-- Records provided start --

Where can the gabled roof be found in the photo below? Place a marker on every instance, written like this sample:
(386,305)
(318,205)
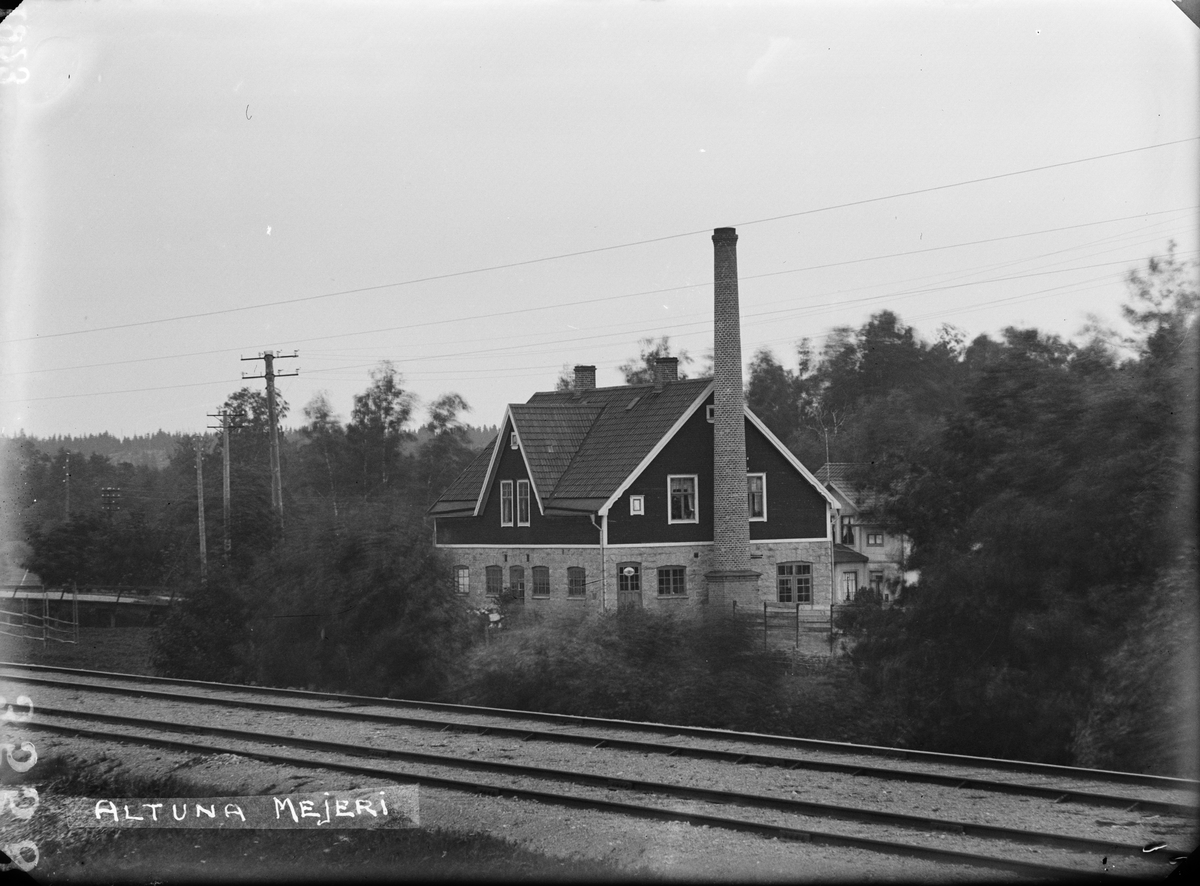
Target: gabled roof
(845,478)
(582,452)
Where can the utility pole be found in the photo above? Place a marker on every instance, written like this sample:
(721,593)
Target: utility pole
(269,373)
(225,480)
(199,504)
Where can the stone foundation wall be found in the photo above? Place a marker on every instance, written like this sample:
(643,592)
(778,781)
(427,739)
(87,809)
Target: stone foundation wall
(603,584)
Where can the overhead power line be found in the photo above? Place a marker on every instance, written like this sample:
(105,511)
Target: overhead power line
(450,275)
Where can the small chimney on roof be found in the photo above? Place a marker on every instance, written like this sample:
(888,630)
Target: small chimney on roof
(666,369)
(585,379)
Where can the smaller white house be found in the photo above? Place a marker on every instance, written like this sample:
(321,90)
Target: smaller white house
(867,555)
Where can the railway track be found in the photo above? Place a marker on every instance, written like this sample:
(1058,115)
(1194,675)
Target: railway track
(701,767)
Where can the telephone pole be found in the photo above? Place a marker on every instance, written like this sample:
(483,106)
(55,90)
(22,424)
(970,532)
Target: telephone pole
(199,504)
(225,480)
(269,373)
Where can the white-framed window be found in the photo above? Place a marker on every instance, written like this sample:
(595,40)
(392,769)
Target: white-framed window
(576,582)
(541,581)
(756,496)
(629,578)
(522,502)
(682,498)
(793,582)
(672,581)
(505,502)
(849,585)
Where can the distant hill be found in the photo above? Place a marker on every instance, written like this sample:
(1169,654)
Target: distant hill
(150,449)
(155,449)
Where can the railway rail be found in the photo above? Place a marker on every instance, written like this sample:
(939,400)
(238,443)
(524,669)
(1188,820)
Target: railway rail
(763,813)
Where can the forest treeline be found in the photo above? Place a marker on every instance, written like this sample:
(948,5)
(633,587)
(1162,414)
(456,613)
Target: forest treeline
(1048,488)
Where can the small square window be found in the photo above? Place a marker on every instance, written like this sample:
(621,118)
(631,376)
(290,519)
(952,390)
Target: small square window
(672,581)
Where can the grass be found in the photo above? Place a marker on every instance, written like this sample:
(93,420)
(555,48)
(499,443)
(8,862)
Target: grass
(123,650)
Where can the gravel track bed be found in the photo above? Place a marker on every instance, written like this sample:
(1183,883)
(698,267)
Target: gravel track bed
(630,768)
(670,849)
(1185,795)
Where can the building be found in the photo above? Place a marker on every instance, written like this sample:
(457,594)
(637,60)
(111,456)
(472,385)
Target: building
(868,554)
(663,495)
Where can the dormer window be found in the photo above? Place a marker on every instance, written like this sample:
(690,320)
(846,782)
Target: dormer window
(522,502)
(505,502)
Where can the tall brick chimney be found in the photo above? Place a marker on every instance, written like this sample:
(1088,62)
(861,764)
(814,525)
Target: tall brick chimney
(585,379)
(666,369)
(731,578)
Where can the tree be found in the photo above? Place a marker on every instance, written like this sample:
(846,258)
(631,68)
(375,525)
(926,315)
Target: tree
(377,425)
(640,370)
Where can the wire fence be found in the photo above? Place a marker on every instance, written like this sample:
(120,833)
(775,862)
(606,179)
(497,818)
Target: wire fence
(28,616)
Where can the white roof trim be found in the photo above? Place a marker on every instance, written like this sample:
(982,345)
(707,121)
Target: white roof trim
(501,442)
(795,462)
(658,448)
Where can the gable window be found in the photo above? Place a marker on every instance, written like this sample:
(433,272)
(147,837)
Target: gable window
(522,502)
(795,582)
(672,581)
(756,496)
(683,498)
(576,581)
(847,531)
(505,502)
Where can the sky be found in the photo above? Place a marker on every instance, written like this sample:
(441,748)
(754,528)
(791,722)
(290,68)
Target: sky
(484,192)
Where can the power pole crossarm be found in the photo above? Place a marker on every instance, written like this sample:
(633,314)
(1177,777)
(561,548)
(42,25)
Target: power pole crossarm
(270,375)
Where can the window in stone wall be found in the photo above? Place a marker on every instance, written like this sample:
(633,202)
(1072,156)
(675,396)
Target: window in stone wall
(672,581)
(522,502)
(795,582)
(756,496)
(576,582)
(541,581)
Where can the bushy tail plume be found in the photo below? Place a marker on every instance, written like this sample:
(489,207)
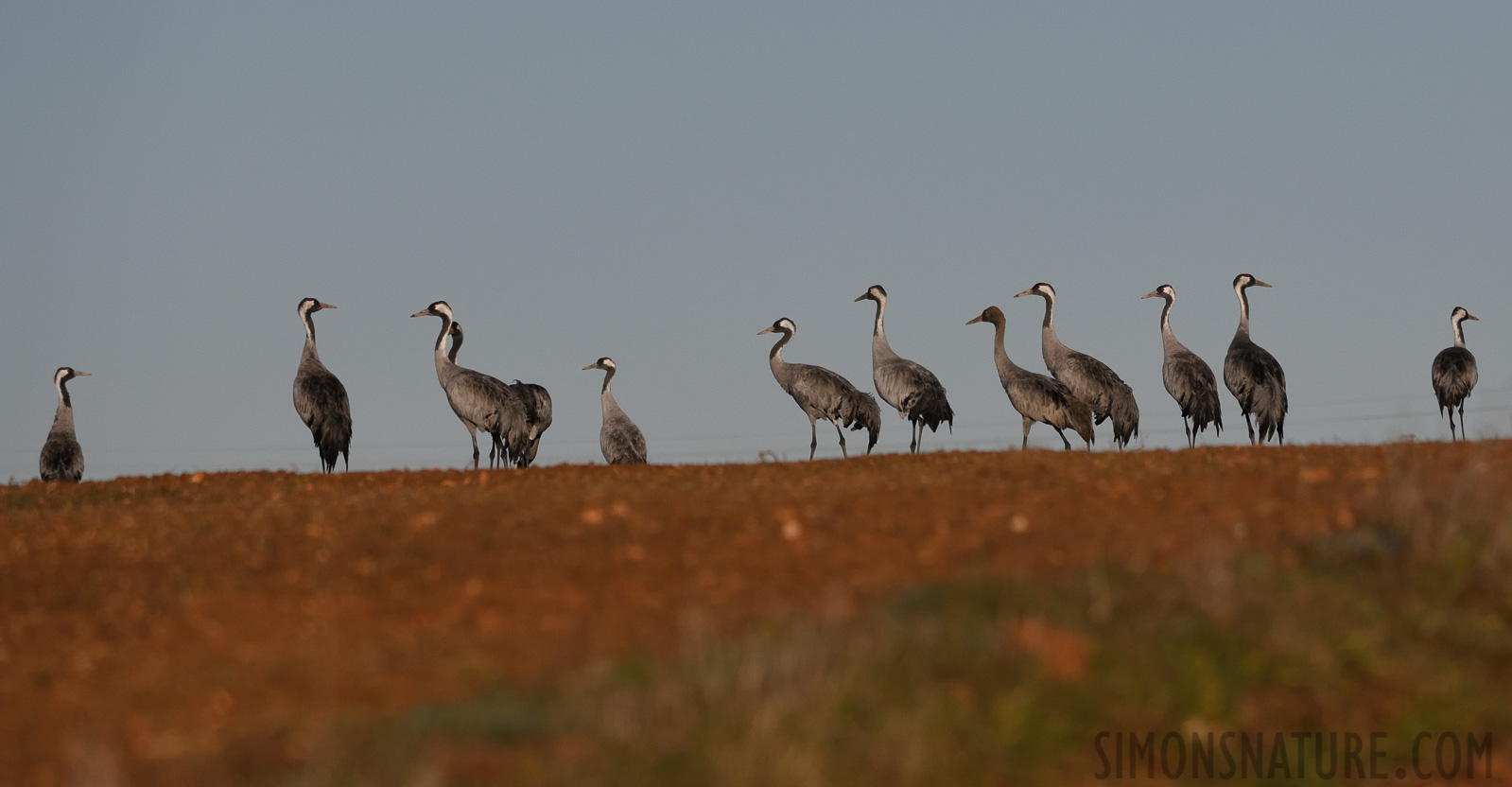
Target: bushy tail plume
(1125,418)
(930,408)
(1080,416)
(333,435)
(860,411)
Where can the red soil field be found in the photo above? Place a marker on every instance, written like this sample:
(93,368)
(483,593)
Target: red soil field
(215,618)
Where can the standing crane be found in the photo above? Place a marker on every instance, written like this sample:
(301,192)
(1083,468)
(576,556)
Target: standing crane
(1189,378)
(823,394)
(479,401)
(618,439)
(1087,377)
(62,459)
(534,398)
(320,397)
(537,416)
(1037,397)
(1254,376)
(909,388)
(1453,373)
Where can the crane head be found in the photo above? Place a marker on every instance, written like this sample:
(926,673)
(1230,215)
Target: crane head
(782,325)
(312,305)
(441,309)
(991,314)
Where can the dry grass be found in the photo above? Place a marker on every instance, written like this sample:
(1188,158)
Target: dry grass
(939,620)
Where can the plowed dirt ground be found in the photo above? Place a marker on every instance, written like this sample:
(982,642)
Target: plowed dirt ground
(182,620)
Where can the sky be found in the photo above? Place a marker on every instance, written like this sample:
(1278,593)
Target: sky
(658,182)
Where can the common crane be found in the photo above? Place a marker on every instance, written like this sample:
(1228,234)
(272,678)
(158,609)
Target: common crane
(62,459)
(909,388)
(479,401)
(1087,377)
(1455,373)
(534,398)
(823,394)
(320,397)
(1189,378)
(1254,376)
(618,439)
(1037,397)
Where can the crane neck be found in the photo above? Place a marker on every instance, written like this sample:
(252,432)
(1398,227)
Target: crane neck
(878,338)
(308,335)
(606,395)
(779,368)
(1168,338)
(1243,310)
(999,353)
(442,360)
(1048,340)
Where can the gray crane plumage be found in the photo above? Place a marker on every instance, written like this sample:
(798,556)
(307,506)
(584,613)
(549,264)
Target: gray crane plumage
(823,394)
(62,459)
(537,416)
(481,403)
(320,397)
(618,439)
(1455,373)
(1254,376)
(1037,397)
(1087,377)
(537,409)
(908,386)
(1189,378)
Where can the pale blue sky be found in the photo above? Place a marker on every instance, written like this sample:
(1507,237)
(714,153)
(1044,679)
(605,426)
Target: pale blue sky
(656,182)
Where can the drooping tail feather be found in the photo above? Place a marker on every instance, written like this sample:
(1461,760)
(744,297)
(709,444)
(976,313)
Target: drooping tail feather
(860,411)
(930,408)
(1125,416)
(333,435)
(1080,416)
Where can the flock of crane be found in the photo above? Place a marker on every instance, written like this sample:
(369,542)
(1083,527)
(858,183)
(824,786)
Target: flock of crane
(1078,393)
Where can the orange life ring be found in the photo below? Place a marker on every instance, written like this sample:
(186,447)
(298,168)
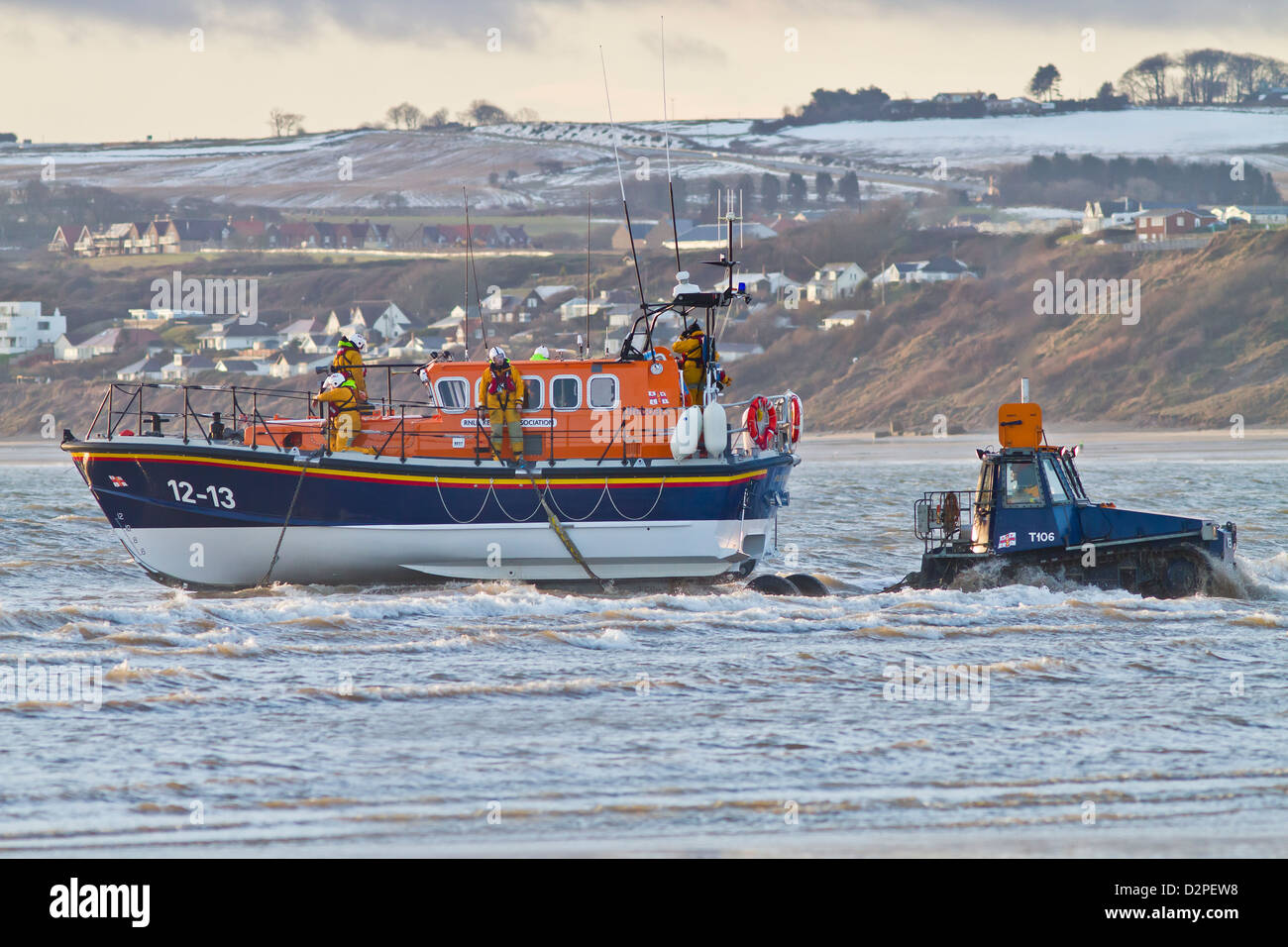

-- Records provided end --

## Challenge
List every line of the records that contains the word "gray".

## Answer to the task
Where can the gray crane plumage be found in the photo above? Place a marker on every instance, written like this sample:
Target: gray crane plumage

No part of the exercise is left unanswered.